• **Document text**
The start of Advent is a good time to check in with God. He seems to have been away for much of 2016, but dropped in this morning, summoned by this plaintive tweet.
He clapped his hand to his forehead (that’s why it’s so cold, and why my boiler was condemned yesterday) and went back to his cloud, where he’s sitting with the angels, revisiting his original plans, asking why we have to make such a mess and lamenting that free will seemed like a great idea at the time.
I have struggled with God, particularly this year. He’s taken people without whom the world is poorer, and left others in control whose policies and beliefs I find terrifying. Increasingly often, I see ‘Because I am a Christian’ used to justify things from which I disassociate myself completely. Gay conversion therapy. Carrying a gun. Forcing a woman with a dying baby inside her to carry that baby to delivery. Racist responses to a seasonal advertisement. White supremacy. I don’t tend to shout my faith, because defenders of the faith tend to have very different ideas about what the faith is and to what lengths it should be defended. At its extreme, defending a faith tends to involve death. Your own if you’re wearing a suicide vest or you’re Joan of Arc. Someone else’s if you’re wearing a white hood and carrying out a lynching, or condemning inhabitants of a war zone to continue living in situ. And this seems rather ironic given that Jesus came that we should have life, and have it in abundance.
And so, this Advent, I’m going to get up to that cloud, have a word and report back. By the 24th, I’ll have all the answers. Questions include: why do you allow suffering? What did you want with David Bowie? Why does my husband have Wegener’s Granulomatosis, and why does my very dear friend have terminal cancer? What happened to the baby I miscarried in 2006? What afterlife awaits a white supremacist who lynches a black man in your name?
My faith has been a feast of fat things – I find it nourishing, sustaining, a very barque in times of trouble. To interrogate its source seems rude and ungrateful – like being invited to a banquet and cross-questioning the host about the welfare credentials of the meat. But it’s time. The planet is overheating; the most powerful man in the world doesn’t believe in climate change; we’ve had enough of experts, of kindness, of consideration, of genuine debate. Brexit means Brexit; Trump is POTUS; his running mate thinks homosexuality is evil, and to celebrate Christmas is, apparently, to be white. If a tree is to be judged by its fruit, then God has some tough questions to answer.

• **Dataset excerpts**
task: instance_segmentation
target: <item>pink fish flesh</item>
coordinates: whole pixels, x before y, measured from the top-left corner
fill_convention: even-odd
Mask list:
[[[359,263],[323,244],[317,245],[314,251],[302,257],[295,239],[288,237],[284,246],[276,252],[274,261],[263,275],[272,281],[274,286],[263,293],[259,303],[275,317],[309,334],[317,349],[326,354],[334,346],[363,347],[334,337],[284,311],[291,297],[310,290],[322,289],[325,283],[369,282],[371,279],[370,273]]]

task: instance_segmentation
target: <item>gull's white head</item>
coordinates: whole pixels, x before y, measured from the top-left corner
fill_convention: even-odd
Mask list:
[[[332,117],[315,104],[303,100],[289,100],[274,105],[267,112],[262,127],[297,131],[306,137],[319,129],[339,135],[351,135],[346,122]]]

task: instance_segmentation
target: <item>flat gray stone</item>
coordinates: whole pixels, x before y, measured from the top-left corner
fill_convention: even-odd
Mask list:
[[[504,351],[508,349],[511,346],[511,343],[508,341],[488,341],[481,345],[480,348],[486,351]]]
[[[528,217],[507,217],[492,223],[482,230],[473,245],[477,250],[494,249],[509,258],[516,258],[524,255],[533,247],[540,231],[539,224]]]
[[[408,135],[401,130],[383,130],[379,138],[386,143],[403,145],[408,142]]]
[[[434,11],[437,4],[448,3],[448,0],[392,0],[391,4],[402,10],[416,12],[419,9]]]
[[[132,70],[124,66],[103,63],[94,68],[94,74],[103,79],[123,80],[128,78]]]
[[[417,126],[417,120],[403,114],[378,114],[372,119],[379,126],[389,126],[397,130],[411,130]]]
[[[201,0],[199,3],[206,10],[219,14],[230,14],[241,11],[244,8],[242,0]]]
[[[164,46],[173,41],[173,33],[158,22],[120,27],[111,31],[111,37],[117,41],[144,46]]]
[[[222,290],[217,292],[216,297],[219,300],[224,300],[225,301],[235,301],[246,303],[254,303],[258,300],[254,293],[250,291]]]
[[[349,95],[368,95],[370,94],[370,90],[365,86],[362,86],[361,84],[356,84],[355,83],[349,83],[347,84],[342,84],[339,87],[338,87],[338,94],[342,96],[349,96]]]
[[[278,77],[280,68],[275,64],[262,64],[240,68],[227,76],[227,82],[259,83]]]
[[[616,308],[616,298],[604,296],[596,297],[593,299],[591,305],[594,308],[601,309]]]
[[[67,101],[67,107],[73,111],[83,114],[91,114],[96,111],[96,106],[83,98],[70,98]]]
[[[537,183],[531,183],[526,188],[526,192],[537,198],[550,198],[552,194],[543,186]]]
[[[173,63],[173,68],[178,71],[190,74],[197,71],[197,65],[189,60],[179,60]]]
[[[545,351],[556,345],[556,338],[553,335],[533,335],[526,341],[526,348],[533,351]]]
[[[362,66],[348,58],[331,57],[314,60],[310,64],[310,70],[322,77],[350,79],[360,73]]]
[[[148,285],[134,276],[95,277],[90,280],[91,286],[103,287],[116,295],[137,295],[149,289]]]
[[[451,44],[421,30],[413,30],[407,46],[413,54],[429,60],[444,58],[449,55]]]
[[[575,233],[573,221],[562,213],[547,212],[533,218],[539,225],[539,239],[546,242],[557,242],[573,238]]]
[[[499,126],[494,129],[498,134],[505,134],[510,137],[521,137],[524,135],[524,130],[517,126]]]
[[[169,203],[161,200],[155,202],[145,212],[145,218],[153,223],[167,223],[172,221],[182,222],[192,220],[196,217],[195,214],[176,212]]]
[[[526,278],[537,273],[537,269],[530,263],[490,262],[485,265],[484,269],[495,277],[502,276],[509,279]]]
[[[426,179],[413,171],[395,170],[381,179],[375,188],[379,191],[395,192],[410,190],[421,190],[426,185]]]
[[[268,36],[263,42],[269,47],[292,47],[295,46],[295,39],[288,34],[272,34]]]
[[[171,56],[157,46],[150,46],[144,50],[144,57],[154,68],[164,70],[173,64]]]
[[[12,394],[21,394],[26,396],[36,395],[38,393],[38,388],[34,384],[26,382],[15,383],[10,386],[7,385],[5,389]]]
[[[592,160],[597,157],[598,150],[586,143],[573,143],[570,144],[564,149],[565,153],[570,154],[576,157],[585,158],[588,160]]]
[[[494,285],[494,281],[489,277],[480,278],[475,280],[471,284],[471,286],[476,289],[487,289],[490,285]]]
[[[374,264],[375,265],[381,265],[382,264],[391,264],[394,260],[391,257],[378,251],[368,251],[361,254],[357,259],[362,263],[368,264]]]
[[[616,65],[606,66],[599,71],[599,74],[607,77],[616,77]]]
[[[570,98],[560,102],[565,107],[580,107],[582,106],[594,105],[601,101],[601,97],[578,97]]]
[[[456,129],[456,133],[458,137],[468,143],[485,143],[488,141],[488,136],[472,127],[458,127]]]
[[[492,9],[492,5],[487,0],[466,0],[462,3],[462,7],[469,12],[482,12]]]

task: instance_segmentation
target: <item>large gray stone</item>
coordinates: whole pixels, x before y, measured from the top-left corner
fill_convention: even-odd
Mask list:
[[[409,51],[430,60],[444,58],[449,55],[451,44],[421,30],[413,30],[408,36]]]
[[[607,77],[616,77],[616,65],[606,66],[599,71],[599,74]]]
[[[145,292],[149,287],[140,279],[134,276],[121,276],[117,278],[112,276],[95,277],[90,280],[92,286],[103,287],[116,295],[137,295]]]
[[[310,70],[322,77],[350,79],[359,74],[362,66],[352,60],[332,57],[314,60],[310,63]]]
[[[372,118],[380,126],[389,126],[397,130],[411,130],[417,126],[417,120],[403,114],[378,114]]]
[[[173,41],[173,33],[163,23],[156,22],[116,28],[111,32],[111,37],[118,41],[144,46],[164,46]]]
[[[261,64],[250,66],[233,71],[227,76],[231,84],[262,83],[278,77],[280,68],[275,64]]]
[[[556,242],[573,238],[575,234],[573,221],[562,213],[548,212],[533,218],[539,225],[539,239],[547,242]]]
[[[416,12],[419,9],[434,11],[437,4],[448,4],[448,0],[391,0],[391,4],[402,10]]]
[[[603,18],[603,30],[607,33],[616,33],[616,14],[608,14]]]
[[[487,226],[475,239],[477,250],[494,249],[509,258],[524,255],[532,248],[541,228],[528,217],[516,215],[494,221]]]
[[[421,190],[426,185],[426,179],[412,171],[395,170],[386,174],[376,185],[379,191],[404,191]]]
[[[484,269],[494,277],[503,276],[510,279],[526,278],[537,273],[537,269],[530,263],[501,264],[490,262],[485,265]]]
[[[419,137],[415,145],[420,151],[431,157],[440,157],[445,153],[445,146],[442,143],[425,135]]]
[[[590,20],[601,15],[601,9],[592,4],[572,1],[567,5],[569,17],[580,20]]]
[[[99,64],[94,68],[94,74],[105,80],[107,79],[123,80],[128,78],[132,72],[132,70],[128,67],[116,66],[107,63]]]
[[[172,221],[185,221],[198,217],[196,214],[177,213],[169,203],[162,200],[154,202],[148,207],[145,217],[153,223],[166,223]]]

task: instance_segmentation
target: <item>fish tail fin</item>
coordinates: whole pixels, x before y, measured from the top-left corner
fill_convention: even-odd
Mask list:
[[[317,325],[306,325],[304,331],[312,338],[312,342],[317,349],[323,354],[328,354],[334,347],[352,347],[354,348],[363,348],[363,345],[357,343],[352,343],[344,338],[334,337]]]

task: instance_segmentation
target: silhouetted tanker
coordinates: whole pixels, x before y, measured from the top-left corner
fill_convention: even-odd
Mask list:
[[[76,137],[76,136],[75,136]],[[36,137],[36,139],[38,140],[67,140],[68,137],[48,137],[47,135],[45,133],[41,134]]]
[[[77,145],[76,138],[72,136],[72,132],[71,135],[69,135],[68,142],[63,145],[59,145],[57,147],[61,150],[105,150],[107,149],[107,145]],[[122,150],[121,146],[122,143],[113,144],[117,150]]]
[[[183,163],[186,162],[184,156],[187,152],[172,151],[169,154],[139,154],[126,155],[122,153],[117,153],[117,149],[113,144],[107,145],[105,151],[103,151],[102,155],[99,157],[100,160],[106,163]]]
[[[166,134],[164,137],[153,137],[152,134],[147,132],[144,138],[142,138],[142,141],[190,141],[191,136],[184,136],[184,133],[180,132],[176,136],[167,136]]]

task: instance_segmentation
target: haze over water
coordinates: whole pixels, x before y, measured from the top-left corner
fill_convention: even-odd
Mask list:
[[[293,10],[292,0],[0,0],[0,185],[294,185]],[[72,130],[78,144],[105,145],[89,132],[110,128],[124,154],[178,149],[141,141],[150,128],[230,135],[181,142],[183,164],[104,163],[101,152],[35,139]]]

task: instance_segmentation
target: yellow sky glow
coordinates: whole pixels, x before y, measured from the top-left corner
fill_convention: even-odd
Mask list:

• **Work to complete**
1. Decide whether each statement below agrees with the Advent essay. Answer yes or no for each, and quote the deciding words of the essay.
(a) The writer's boiler was condemned the day before.
(b) The writer tends to speak loudly about their faith.
(c) The writer expects to have all the answers by the 25th.
2. Rewrite the paragraph of the Advent essay that begins "My faith has been a feast of fat things" as a short bulleted list that keeps its main facts.
3. According to the Advent essay, what illness does the writer's husband have?

• **Answers to each task**
1.
(a) Yes: "my boiler was condemned yesterday"
(b) No: "I don’t tend to shout my faith"
(c) No: "By the 24th, I’ll have all the answers."

2.
- The writer's faith has been a feast: nourishing, sustaining, a barque in times of trouble.
- Questioning its source feels rude and ungrateful, like cross-questioning a banquet host about the welfare credentials of the meat.
- It is now time to ask anyway:
  - The planet is overheating.
  - The most powerful man in the world doesn't believe in climate change.
  - People have had enough of experts, kindness, consideration and genuine debate.
  - Brexit means Brexit, and Trump is POTUS.
  - His running mate thinks homosexuality is evil.
  - Celebrating Christmas is, apparently, to be white.
- If a tree is judged by its fruit, God has tough questions to answer.

3. Wegener’s Granulomatosis.